> _Problem to work on_
Copy the listing from its start through the line containing "155), (143, 154)]", switching "neighboring house" to "adjacent building" and keeping everything else the same. Leave the pictures out of your answer.
☆ ☆ ☆ ☆ ☆ ☆ ☆
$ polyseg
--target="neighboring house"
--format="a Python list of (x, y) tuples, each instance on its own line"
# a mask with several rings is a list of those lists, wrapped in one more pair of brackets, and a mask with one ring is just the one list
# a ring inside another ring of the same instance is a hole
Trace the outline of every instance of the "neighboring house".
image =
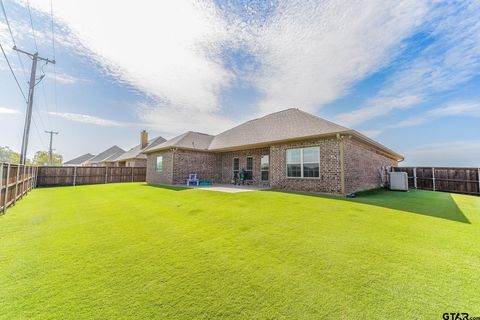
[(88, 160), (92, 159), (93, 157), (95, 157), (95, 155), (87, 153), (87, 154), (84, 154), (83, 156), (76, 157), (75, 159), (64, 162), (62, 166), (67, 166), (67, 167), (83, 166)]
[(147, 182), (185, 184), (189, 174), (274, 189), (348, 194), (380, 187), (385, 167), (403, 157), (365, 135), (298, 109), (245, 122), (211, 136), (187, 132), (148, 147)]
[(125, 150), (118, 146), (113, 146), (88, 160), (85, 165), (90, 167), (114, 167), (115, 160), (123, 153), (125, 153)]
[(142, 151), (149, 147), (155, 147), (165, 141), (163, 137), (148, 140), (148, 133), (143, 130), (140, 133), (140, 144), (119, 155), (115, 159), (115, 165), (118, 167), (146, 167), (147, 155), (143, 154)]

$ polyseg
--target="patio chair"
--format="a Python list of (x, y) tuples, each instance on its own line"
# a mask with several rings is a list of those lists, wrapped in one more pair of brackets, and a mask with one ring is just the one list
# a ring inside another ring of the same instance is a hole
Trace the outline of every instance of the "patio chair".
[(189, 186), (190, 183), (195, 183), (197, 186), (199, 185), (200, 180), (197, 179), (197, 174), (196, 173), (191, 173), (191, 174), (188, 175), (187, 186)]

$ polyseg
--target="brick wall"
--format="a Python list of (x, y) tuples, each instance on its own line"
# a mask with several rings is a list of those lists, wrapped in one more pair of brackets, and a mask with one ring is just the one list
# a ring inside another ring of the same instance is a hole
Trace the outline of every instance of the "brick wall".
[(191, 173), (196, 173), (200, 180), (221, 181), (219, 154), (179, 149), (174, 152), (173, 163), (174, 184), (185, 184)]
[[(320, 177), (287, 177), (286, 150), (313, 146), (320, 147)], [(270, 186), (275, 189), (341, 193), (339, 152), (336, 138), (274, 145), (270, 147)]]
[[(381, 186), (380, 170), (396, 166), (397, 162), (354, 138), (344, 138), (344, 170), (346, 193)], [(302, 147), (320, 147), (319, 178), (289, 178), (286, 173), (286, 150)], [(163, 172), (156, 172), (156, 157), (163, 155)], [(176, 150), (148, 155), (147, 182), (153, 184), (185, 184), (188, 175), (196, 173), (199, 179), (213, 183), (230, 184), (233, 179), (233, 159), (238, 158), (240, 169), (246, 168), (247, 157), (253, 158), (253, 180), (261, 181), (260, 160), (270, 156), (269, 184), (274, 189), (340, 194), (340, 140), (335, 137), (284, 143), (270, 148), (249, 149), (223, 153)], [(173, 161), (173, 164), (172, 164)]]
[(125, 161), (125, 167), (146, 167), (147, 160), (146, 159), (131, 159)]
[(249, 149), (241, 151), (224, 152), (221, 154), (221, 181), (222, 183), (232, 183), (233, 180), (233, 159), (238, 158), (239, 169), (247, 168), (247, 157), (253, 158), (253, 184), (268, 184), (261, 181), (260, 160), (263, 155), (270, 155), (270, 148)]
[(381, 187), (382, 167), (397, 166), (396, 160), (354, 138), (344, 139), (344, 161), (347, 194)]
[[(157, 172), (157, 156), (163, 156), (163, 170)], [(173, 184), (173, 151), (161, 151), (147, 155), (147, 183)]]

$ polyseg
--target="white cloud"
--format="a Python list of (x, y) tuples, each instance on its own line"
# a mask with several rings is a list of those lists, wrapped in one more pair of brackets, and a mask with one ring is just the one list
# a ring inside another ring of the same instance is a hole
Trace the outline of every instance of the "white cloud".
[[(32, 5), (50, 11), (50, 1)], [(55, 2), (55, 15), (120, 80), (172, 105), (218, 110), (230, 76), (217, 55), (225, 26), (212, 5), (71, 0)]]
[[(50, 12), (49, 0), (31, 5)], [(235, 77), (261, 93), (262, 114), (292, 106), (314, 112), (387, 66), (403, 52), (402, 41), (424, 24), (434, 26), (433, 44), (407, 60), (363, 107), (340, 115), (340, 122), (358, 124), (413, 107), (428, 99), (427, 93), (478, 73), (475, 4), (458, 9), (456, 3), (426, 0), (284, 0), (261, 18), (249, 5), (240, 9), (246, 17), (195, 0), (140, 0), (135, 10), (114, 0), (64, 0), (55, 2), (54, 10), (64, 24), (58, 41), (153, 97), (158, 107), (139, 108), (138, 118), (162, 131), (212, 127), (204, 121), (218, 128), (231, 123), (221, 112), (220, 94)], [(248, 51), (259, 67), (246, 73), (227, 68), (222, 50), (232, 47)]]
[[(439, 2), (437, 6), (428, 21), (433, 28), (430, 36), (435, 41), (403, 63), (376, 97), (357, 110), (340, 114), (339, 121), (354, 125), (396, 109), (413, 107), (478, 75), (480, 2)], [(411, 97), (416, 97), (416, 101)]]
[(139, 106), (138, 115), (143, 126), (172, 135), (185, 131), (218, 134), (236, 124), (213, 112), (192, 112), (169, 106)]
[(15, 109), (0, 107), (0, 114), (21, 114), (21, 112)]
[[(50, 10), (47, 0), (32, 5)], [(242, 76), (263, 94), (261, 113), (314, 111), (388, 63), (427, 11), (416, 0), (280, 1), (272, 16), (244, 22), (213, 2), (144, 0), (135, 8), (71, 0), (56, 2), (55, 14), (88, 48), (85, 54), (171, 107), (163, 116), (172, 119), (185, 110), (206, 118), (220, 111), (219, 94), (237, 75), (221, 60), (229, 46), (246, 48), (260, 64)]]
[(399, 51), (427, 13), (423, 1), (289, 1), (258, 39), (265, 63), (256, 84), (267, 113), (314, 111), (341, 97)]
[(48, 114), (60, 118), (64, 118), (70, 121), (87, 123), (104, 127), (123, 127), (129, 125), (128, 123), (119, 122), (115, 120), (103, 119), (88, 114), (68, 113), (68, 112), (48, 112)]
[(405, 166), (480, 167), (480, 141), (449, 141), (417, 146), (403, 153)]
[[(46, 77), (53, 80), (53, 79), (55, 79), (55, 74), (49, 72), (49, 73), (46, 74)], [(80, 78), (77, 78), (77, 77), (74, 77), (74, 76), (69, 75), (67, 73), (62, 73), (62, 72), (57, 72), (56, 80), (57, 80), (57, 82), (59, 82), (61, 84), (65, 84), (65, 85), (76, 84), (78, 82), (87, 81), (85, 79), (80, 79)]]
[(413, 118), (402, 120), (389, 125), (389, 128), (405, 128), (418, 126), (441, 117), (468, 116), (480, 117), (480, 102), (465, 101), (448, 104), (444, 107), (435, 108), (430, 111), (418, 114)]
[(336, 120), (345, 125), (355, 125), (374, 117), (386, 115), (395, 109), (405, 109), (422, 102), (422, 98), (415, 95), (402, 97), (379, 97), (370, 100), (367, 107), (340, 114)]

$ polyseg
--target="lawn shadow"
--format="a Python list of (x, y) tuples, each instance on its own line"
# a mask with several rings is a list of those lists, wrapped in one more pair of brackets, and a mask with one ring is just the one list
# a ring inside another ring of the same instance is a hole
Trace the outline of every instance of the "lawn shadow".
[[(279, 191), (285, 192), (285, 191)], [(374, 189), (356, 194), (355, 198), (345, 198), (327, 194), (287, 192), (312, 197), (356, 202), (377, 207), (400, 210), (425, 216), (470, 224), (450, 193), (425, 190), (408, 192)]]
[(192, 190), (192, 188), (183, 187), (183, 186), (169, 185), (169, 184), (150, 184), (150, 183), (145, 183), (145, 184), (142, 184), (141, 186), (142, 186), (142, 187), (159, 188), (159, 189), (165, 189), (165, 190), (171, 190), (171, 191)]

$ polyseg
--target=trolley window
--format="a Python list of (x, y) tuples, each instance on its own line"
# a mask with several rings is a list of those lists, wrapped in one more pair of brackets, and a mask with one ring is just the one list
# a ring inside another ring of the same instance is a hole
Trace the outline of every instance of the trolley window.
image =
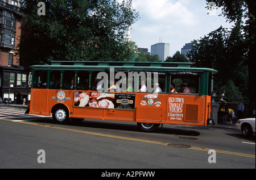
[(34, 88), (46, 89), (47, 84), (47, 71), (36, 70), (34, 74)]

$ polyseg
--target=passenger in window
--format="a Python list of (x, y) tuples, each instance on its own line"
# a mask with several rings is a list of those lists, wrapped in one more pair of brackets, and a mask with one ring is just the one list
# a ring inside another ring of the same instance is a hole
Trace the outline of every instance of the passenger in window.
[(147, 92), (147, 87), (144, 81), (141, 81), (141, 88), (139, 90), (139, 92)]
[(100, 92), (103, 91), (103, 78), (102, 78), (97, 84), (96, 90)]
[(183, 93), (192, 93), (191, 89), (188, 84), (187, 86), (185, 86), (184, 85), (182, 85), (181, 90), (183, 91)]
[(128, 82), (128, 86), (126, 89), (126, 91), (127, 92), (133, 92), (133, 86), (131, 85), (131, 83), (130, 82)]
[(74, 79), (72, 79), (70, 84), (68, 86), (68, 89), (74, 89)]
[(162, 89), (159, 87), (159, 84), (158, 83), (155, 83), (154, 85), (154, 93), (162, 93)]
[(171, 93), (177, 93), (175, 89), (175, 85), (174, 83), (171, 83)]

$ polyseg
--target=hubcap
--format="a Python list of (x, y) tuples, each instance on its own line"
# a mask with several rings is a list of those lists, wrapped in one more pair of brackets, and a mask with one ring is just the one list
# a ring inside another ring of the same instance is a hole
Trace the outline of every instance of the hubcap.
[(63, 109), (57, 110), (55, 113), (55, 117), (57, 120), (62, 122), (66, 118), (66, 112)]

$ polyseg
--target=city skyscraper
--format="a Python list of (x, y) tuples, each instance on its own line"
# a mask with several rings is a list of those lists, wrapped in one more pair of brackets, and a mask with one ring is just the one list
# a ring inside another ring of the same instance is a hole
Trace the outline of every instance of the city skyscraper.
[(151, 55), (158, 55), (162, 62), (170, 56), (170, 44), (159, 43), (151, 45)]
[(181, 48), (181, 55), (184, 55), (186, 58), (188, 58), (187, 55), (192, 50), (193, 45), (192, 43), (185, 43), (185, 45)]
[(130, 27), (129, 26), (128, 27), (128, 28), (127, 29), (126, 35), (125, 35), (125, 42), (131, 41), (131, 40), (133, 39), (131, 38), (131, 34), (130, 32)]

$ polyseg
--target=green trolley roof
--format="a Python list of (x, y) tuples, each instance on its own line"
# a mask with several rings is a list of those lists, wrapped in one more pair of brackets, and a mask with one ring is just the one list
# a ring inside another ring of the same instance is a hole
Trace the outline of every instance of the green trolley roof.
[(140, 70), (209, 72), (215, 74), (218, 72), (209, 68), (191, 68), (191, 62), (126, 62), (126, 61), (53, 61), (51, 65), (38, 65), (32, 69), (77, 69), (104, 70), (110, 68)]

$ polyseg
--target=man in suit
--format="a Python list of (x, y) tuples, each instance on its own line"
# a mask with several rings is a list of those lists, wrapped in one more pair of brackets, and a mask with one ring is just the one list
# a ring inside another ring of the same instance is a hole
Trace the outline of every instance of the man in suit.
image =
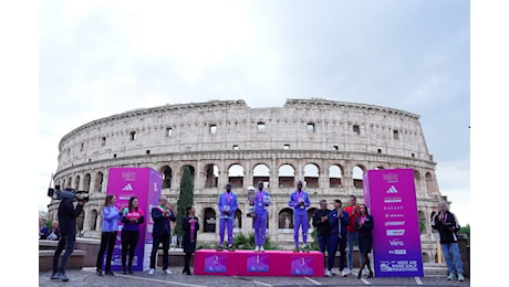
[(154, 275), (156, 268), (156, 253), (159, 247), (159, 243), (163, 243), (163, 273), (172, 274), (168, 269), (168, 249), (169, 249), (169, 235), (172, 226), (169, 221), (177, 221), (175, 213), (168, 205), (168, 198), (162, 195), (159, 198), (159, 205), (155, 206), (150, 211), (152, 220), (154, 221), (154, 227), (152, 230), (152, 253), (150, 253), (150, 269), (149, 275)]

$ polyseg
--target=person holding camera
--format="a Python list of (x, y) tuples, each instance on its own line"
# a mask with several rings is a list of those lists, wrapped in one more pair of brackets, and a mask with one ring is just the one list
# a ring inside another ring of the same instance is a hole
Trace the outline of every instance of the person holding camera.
☆ ☆ ☆ ☆ ☆ ☆ ☆
> _Output below_
$ polyseg
--target="adjacent building"
--format="a Python list of (x, y) tuples, each instance on its own line"
# a mask with several rings is a list of those lists, wrapped in one more pair of brackets, and a mask with one ring is just the one list
# a ring inside another ring of the same instance is a hole
Trace the outline of every instance of the "adjacent building".
image =
[(88, 160), (92, 159), (93, 157), (95, 157), (95, 155), (87, 153), (87, 154), (84, 154), (83, 156), (76, 157), (75, 159), (64, 162), (62, 166), (67, 166), (67, 167), (83, 166)]
[(147, 182), (185, 184), (189, 174), (274, 189), (348, 194), (380, 187), (385, 167), (403, 157), (365, 135), (298, 109), (245, 122), (211, 136), (187, 132), (148, 147)]
[(125, 150), (118, 146), (113, 146), (88, 160), (85, 165), (90, 167), (114, 167), (115, 160), (123, 153), (125, 153)]
[(142, 151), (149, 147), (155, 147), (165, 141), (163, 137), (148, 140), (148, 133), (143, 130), (140, 133), (140, 144), (119, 155), (115, 159), (115, 165), (118, 167), (146, 167), (147, 155), (143, 154)]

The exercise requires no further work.